**GIVEN PROBLEM**
Could you gather and copy every line below that contains the word "flipper"?

**GIVEN RECORDS**

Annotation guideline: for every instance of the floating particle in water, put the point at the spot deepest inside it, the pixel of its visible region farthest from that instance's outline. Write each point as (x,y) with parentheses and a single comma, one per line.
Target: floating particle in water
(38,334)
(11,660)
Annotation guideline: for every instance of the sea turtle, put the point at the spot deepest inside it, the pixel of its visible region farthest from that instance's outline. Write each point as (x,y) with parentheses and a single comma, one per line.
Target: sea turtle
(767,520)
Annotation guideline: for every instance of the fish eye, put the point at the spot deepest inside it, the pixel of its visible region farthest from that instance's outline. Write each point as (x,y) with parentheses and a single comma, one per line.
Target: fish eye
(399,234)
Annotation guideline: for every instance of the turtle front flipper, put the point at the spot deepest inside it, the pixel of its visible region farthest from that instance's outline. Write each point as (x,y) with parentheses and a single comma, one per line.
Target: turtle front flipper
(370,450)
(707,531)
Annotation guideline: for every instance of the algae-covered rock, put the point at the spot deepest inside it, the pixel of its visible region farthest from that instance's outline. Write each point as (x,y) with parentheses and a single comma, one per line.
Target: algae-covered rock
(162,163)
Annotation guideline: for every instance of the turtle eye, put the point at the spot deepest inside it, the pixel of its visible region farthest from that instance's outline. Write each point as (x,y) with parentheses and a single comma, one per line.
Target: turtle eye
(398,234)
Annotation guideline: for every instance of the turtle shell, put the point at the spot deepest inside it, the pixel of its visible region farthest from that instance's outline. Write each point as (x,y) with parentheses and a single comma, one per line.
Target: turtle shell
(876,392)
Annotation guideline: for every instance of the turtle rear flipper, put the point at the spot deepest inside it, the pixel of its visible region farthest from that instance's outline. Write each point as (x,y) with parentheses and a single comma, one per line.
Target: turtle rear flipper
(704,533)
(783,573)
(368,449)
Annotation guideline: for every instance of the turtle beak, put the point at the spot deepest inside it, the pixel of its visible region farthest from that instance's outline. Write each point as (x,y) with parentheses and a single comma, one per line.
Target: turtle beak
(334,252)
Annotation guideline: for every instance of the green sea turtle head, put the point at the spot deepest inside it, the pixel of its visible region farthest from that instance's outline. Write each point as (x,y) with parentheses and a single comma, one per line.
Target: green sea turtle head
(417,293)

...

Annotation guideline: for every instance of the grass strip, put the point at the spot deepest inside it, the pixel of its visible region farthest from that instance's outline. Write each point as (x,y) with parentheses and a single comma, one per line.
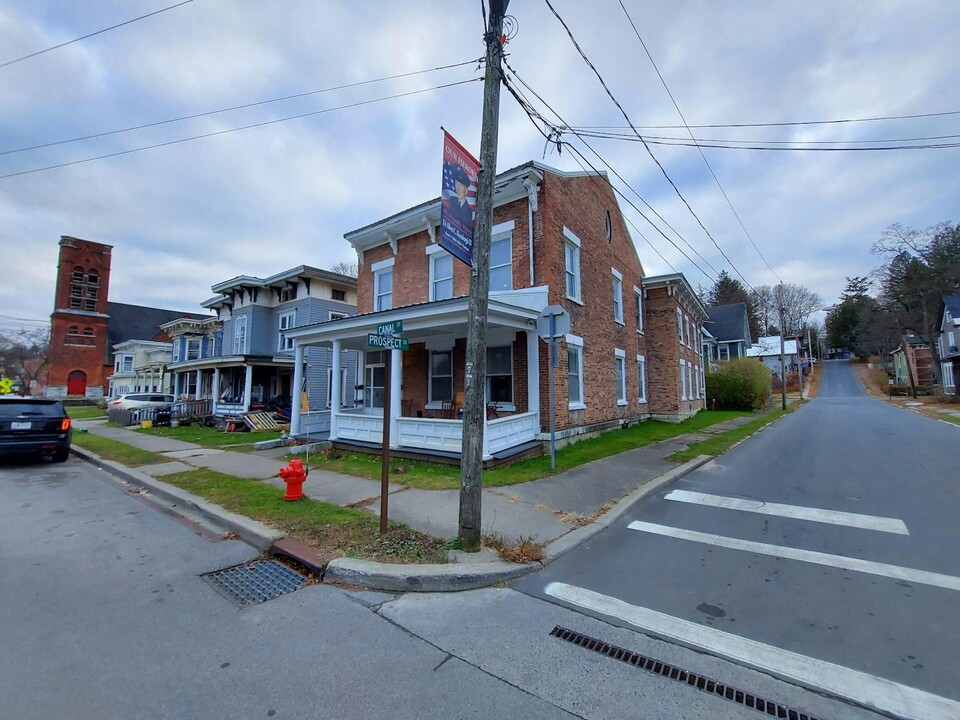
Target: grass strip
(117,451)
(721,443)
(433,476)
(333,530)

**RESULT OF THE EXERCISE**
Annotation guideline: for every instance of the turtle front flipper, put the point at the spot deepest inside it, the pixel of its visible region farthest from that instance's outline. Write each point as (x,y) with parentheses and a single comma, one per line.
Target: turtle front flipper
Annotation guideline: for every instance of the turtle rear flipper, put the point at the spot deepest inside it, the pixel of its visible region farthest from that instance's outline. Write each point as (x,y) with parentheses and a single comma, one per line.
Target: turtle rear flipper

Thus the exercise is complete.